__Given passage__:
>> start

UNITED STATES
SECURITIES AND EXCHANGE COMMISSION
WASHINGTON, DC 20549
FORM 8-K
CURRENT REPORT
PURSUANT TO SECTION 13 OR 15(d) OF THE SECURITIES EXCHANGE ACT
OF 1934
Date of Report (Date of earliest event reported): May 20, 2019
US ECOLOGY, INC.
(Exact name of registrant as specified in its charter)
DELAWARE | 0-11688 | 95-3889638 |
(State or other jurisdiction of incorporation or organization) |
(Commission File Number) |
(I.R.S. Employer Identification Number) |
101 S. Capitol Blvd. Suite 1000 Boise, Idaho (Address of principal executive offices) |
83702 (Zip Code) |
|
(208) 331-8400
(Registrant’s telephone number, including area code)
Check the appropriate box below if the Form 8-K filing is intended to simultaneously satisfy the filing obligation of the registrant under any of the following provisions:
¨ Written communications pursuant to Rule 425 under the Securities Act (17 CFR 230.425)
¨ Soliciting material pursuant to Rule 14a-12 under the Exchange Act (17 CFR 240.14a-12)

>> end

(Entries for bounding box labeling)
>> start

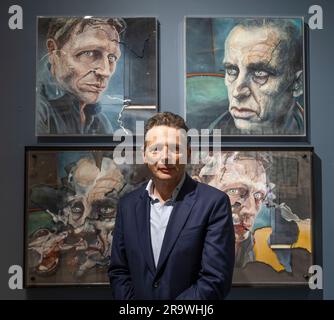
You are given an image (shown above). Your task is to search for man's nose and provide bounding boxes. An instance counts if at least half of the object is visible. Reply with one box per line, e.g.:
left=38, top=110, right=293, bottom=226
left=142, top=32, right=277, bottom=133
left=233, top=74, right=251, bottom=100
left=96, top=57, right=111, bottom=77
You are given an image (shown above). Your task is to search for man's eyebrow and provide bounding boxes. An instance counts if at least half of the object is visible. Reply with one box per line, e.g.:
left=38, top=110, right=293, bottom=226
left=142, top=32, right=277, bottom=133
left=223, top=62, right=238, bottom=68
left=247, top=62, right=278, bottom=75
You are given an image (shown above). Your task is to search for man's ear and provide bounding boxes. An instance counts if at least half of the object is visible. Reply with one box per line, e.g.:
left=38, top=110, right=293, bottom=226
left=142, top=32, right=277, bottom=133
left=292, top=70, right=304, bottom=98
left=141, top=145, right=147, bottom=164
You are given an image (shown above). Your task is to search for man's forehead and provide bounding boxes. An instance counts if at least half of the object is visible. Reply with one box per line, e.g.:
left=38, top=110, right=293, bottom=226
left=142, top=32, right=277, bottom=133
left=70, top=23, right=119, bottom=42
left=145, top=126, right=186, bottom=143
left=224, top=26, right=285, bottom=64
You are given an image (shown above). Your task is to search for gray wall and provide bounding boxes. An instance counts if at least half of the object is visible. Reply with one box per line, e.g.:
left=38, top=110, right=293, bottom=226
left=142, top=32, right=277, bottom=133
left=0, top=0, right=334, bottom=299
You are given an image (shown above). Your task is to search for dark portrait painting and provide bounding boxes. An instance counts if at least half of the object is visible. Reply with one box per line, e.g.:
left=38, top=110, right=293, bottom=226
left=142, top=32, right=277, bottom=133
left=185, top=17, right=306, bottom=136
left=36, top=16, right=158, bottom=136
left=189, top=148, right=313, bottom=286
left=25, top=148, right=147, bottom=287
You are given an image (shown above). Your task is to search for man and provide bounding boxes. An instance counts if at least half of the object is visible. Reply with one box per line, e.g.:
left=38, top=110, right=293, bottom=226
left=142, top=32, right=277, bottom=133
left=109, top=112, right=234, bottom=299
left=210, top=18, right=305, bottom=135
left=36, top=18, right=124, bottom=135
left=199, top=151, right=311, bottom=273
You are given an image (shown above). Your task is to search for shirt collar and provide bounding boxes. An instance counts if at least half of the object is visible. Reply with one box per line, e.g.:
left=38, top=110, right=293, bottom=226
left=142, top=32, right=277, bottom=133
left=145, top=173, right=186, bottom=202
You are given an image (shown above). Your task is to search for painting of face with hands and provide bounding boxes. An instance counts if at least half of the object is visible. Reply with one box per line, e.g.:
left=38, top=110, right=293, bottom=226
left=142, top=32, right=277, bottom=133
left=187, top=17, right=305, bottom=136
left=192, top=148, right=312, bottom=285
left=25, top=148, right=151, bottom=286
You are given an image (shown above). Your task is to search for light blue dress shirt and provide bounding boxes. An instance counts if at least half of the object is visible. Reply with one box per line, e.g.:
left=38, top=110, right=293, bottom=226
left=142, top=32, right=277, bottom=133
left=146, top=174, right=186, bottom=266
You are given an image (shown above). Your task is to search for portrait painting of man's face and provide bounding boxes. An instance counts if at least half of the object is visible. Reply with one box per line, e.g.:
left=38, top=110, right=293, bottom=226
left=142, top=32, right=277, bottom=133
left=186, top=17, right=306, bottom=136
left=36, top=16, right=158, bottom=136
left=190, top=150, right=313, bottom=285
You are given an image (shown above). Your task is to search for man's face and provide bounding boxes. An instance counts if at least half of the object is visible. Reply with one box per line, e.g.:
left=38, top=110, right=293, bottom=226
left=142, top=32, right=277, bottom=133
left=224, top=26, right=296, bottom=133
left=48, top=24, right=121, bottom=104
left=144, top=126, right=190, bottom=181
left=209, top=158, right=266, bottom=241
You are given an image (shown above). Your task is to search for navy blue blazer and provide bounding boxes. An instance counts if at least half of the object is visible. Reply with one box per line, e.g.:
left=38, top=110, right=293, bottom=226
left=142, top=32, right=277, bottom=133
left=108, top=175, right=235, bottom=300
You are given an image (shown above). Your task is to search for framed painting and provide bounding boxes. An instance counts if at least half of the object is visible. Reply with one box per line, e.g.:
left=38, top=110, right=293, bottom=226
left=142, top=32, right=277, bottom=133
left=185, top=17, right=306, bottom=137
left=24, top=147, right=148, bottom=287
left=189, top=147, right=313, bottom=286
left=35, top=16, right=158, bottom=136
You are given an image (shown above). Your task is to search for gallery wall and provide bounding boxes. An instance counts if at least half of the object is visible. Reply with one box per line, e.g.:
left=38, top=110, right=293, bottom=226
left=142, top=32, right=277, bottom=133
left=0, top=0, right=334, bottom=299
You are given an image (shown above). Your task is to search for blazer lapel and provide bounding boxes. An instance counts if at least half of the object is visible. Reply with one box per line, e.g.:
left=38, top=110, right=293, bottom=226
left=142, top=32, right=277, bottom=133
left=156, top=175, right=196, bottom=274
left=136, top=187, right=155, bottom=274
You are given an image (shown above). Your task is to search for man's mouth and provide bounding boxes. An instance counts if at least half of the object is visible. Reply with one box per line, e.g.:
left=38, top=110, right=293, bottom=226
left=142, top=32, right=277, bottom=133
left=158, top=167, right=174, bottom=173
left=86, top=83, right=106, bottom=93
left=230, top=107, right=258, bottom=119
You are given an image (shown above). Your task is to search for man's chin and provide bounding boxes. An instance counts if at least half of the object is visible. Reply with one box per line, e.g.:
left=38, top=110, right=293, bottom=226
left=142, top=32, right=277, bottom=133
left=78, top=92, right=101, bottom=104
left=234, top=118, right=261, bottom=131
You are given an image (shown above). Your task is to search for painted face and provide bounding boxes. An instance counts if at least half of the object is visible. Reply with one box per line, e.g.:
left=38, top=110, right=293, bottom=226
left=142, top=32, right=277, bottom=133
left=209, top=158, right=267, bottom=240
left=48, top=24, right=121, bottom=104
left=63, top=158, right=125, bottom=227
left=144, top=126, right=189, bottom=184
left=223, top=26, right=298, bottom=133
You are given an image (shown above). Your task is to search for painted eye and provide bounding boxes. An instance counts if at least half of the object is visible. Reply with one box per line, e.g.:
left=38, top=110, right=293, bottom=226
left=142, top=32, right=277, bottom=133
left=100, top=207, right=112, bottom=214
left=108, top=54, right=117, bottom=63
left=254, top=70, right=269, bottom=78
left=226, top=68, right=238, bottom=77
left=226, top=188, right=240, bottom=196
left=81, top=51, right=94, bottom=58
left=253, top=70, right=269, bottom=85
left=71, top=207, right=82, bottom=213
left=254, top=192, right=264, bottom=201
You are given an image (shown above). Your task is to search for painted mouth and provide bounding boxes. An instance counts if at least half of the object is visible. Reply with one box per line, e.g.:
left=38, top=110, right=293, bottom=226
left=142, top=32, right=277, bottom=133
left=231, top=107, right=257, bottom=119
left=158, top=167, right=174, bottom=173
left=86, top=83, right=106, bottom=93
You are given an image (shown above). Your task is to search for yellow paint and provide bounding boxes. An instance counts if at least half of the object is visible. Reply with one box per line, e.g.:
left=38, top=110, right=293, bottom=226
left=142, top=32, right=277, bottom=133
left=254, top=219, right=311, bottom=272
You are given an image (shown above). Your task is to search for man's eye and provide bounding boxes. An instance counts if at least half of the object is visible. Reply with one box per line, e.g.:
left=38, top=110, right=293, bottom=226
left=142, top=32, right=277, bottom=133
left=108, top=54, right=117, bottom=63
left=254, top=192, right=264, bottom=201
left=80, top=51, right=94, bottom=58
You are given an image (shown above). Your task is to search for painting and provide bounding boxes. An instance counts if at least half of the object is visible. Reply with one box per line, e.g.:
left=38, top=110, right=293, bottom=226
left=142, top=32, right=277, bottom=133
left=35, top=16, right=158, bottom=137
left=185, top=17, right=306, bottom=137
left=189, top=147, right=313, bottom=286
left=24, top=147, right=148, bottom=287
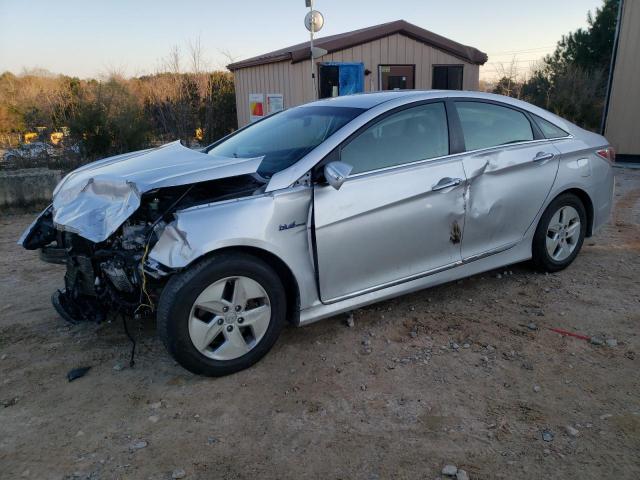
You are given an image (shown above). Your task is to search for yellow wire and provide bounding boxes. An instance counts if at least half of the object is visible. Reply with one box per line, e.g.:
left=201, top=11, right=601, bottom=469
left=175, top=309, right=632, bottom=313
left=133, top=242, right=155, bottom=315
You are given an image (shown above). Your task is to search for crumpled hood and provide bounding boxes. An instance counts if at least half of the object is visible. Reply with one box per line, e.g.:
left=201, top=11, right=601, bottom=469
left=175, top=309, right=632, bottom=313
left=53, top=141, right=262, bottom=242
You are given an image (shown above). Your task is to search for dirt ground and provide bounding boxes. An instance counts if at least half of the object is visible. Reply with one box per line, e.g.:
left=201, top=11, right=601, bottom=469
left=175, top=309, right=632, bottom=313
left=0, top=169, right=640, bottom=480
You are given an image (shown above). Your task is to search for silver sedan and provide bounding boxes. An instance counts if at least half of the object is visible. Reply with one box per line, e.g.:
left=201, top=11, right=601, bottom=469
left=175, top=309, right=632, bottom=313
left=20, top=91, right=615, bottom=375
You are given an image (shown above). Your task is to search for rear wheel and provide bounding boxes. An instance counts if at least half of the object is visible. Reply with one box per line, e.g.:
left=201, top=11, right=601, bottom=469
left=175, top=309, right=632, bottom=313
left=532, top=193, right=587, bottom=272
left=158, top=254, right=286, bottom=376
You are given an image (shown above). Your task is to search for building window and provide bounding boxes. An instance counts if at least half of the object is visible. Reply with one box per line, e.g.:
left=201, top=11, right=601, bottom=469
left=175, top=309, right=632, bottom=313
left=378, top=65, right=416, bottom=90
left=431, top=65, right=463, bottom=90
left=318, top=62, right=364, bottom=98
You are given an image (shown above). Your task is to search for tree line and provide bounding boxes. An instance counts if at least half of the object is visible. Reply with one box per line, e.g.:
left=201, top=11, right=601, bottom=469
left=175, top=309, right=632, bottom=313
left=493, top=0, right=619, bottom=131
left=0, top=50, right=237, bottom=160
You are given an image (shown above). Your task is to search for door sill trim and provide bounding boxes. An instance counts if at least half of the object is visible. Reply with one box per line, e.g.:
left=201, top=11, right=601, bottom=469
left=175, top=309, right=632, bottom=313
left=320, top=242, right=519, bottom=305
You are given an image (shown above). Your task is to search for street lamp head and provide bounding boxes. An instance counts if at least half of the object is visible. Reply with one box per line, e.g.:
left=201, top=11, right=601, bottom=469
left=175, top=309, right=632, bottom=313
left=304, top=10, right=324, bottom=32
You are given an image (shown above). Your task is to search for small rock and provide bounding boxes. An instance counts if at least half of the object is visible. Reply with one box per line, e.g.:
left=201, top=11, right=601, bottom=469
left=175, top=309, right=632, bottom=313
left=442, top=465, right=458, bottom=477
left=347, top=313, right=356, bottom=328
left=171, top=468, right=187, bottom=478
left=456, top=470, right=469, bottom=480
left=129, top=440, right=149, bottom=450
left=564, top=425, right=580, bottom=437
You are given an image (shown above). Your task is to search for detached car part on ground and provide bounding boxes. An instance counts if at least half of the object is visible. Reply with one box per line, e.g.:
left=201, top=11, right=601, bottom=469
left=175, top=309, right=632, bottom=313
left=19, top=91, right=614, bottom=375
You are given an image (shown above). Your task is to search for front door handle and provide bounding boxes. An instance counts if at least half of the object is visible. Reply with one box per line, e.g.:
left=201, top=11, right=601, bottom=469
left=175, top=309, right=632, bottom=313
left=533, top=152, right=555, bottom=162
left=431, top=177, right=462, bottom=192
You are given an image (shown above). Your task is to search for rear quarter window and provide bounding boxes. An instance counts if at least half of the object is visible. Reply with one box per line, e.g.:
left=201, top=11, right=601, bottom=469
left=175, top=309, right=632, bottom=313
left=456, top=102, right=533, bottom=151
left=533, top=115, right=569, bottom=138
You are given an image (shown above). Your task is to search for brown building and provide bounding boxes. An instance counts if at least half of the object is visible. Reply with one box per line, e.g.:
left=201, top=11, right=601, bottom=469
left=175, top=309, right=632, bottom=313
left=228, top=20, right=487, bottom=127
left=604, top=0, right=640, bottom=161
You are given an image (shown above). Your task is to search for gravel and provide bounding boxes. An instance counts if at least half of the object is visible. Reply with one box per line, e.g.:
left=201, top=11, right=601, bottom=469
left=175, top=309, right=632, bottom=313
left=542, top=430, right=554, bottom=442
left=442, top=464, right=458, bottom=477
left=564, top=425, right=580, bottom=437
left=456, top=470, right=469, bottom=480
left=171, top=468, right=187, bottom=478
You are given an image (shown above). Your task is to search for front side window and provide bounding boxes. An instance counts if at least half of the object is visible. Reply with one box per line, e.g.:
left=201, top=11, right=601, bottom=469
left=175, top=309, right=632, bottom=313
left=456, top=102, right=533, bottom=151
left=207, top=106, right=364, bottom=178
left=340, top=103, right=449, bottom=174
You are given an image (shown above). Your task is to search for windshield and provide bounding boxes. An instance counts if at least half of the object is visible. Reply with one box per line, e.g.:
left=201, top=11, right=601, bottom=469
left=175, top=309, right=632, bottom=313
left=207, top=106, right=364, bottom=178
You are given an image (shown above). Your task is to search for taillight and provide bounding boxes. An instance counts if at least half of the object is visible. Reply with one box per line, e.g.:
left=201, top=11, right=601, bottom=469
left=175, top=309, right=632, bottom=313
left=596, top=147, right=616, bottom=163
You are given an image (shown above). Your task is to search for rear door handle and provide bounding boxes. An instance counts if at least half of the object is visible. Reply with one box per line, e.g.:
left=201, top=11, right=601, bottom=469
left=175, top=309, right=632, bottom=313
left=533, top=152, right=555, bottom=162
left=431, top=177, right=462, bottom=192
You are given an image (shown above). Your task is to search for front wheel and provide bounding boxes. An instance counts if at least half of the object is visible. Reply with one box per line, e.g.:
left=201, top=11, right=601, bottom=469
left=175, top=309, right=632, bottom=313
left=158, top=254, right=286, bottom=376
left=532, top=193, right=587, bottom=272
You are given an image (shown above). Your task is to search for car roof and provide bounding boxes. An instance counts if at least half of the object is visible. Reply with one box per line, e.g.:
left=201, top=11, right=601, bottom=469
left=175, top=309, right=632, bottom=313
left=301, top=90, right=579, bottom=133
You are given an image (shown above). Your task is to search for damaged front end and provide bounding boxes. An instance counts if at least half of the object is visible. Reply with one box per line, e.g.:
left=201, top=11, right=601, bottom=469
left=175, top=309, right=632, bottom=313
left=18, top=144, right=265, bottom=323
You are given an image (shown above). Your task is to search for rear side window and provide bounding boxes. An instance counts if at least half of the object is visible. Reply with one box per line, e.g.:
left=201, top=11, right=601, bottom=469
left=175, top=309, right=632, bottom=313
left=456, top=102, right=533, bottom=151
left=340, top=103, right=449, bottom=174
left=533, top=115, right=569, bottom=138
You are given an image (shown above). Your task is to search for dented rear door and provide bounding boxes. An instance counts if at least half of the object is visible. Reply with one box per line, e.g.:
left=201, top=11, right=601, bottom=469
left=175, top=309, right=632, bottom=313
left=462, top=140, right=560, bottom=260
left=455, top=99, right=560, bottom=261
left=314, top=159, right=464, bottom=302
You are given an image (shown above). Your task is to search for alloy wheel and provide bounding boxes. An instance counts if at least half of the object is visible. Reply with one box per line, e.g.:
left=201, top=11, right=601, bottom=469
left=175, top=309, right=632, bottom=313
left=546, top=205, right=581, bottom=262
left=189, top=276, right=271, bottom=360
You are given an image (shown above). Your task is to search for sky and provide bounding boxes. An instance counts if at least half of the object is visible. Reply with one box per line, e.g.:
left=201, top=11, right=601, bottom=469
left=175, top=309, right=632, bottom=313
left=0, top=0, right=602, bottom=80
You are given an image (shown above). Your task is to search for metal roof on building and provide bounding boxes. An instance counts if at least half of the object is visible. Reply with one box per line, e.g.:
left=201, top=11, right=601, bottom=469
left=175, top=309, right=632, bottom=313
left=227, top=20, right=488, bottom=71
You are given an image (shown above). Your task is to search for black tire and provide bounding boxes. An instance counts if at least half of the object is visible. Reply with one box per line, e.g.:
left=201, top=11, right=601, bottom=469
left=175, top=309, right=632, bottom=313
left=532, top=193, right=587, bottom=273
left=157, top=253, right=287, bottom=377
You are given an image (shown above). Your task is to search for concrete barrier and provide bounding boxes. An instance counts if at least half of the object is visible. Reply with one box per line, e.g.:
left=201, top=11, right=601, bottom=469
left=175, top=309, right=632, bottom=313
left=0, top=168, right=62, bottom=209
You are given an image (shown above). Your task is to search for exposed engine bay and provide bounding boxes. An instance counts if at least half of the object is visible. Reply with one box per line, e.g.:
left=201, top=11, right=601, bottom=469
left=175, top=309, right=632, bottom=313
left=22, top=173, right=266, bottom=323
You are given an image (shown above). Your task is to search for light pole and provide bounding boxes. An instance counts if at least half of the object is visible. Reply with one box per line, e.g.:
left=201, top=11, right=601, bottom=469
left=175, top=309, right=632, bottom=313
left=304, top=0, right=326, bottom=100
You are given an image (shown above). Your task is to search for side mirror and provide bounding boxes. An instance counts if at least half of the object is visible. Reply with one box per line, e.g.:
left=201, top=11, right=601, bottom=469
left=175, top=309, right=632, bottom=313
left=324, top=162, right=353, bottom=190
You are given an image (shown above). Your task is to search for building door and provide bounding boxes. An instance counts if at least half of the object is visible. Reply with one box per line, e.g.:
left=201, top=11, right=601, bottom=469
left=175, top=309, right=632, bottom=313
left=378, top=65, right=416, bottom=90
left=318, top=62, right=364, bottom=98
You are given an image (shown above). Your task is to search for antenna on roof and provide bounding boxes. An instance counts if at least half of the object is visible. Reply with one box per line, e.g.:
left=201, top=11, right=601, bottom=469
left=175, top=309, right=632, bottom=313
left=304, top=0, right=327, bottom=100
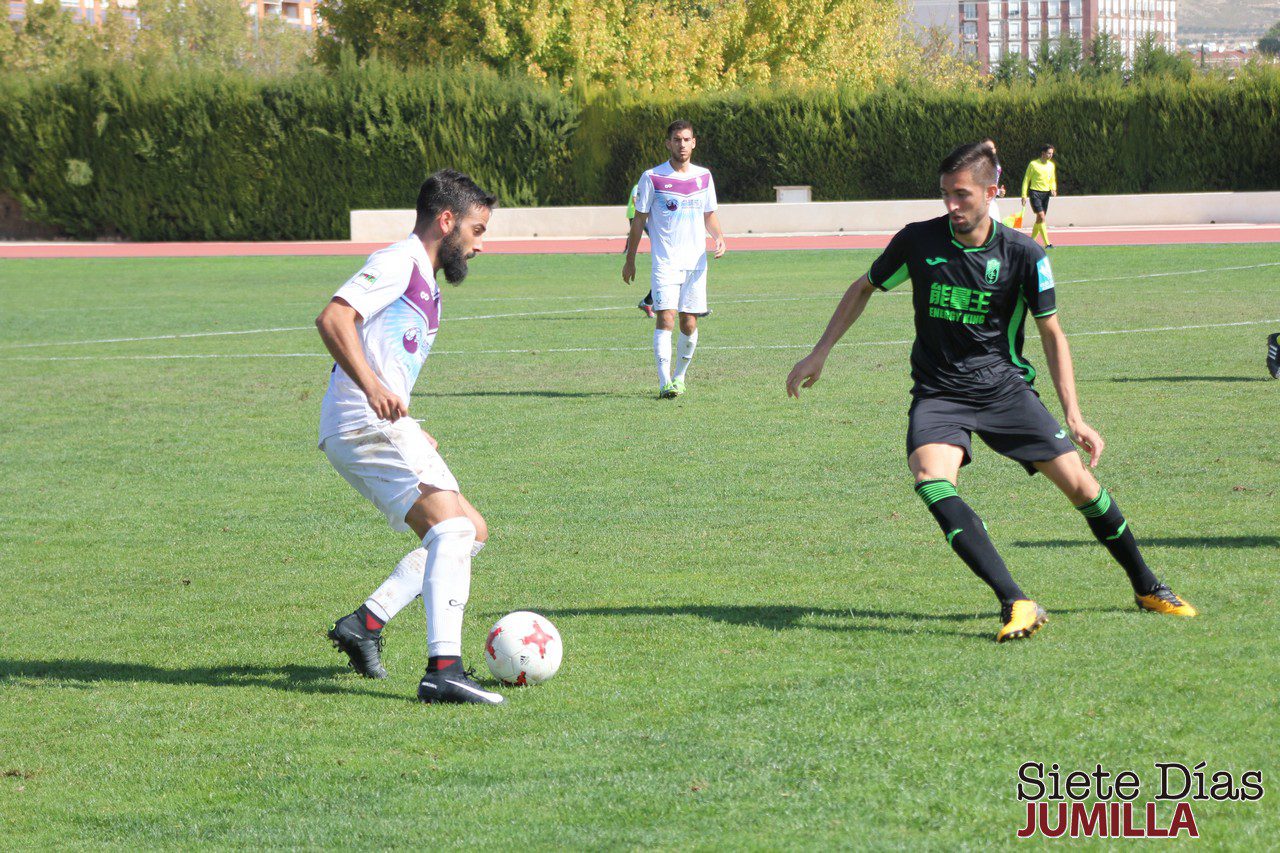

>> end

__Work to be completed__:
Reproduce the Form 8-K cover page above in full, word for word.

__Answer in full__:
UNITED STATES
SECURITIES AND EXCHANGE COMMISSION
WASHINGTON, DC 20549
FORM 8-K
CURRENT REPORT
PURSUANT TO SECTION 13 OR 15(d) OF THE SECURITIES EXCHANGE ACT
OF 1934
Date of Report (Date of earliest event reported): May 20, 2019
US ECOLOGY, INC.
(Exact name of registrant as specified in its charter)
DELAWARE | 0-11688 | 95-3889638 |
(State or other jurisdiction of incorporation or organization) |
(Commission File Number) |
(I.R.S. Employer Identification Number) |
101 S. Capitol Blvd. Suite 1000 Boise, Idaho (Address of principal executive offices) |
83702 (Zip Code) |
|
(208) 331-8400
(Registrant’s telephone number, including area code)
Check the appropriate box below if the Form 8-K filing is intended to simultaneously satisfy the filing obligation of the registrant under any of the following provisions:
¨ Written communications pursuant to Rule 425 under the Securities Act (17 CFR 230.425)
¨ Soliciting material pursuant to Rule 14a-12 under the Exchange Act (17 CFR 240.14a-12)